- _WHAT YOU SHOULD DO_
Multiply each x and y coordinate in the records below by 2.35 and round to the nearest whole number, with halves rounded up. Reproduce every other line unchanged, and omit the picture lines.

- _DATASET EXCERPTS_

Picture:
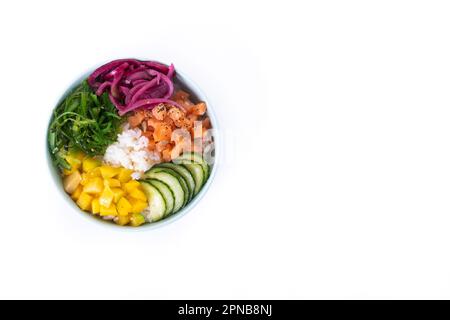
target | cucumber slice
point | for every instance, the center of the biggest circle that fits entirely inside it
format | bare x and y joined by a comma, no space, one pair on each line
180,179
157,205
166,193
172,182
198,175
194,158
184,173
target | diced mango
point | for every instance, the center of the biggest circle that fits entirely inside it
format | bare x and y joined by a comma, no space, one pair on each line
84,201
124,175
94,173
72,181
137,219
138,194
90,164
95,206
106,197
76,194
123,220
108,211
123,207
93,186
111,182
131,185
109,172
137,206
118,193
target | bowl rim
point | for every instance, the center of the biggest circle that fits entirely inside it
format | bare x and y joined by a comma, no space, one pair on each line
195,89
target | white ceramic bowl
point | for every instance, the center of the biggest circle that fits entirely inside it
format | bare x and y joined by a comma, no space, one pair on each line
197,94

- _THE RESPONSE_
Picture:
target | cucumber slice
point | for every instance, the center of the biggest circle that fits entirely inside it
format | bare x and y joined by a comma, no space, one pair on each line
423,421
369,482
390,454
404,428
465,411
456,371
432,407
target | diced mango
point | for every instance, the center of the biggest circle that fits entirely inside it
format | bare x and y joined by a comma, no space, one pair on each line
197,472
291,411
221,407
169,425
322,515
324,456
212,385
223,484
249,463
179,456
289,517
254,496
289,486
219,437
261,428
308,435
256,404
322,484
277,454
target | bowl rim
point | for every instance, the center of the biggest circle that fits entirely inside it
format | bare x and y joined by a comma, no space, one pair on each line
458,209
target | white ceramic bowl
point | for every instance, the center of the biggest circle that fits entirely inside it
format | bare x and y joined by a comma, no space, one pair on each line
463,221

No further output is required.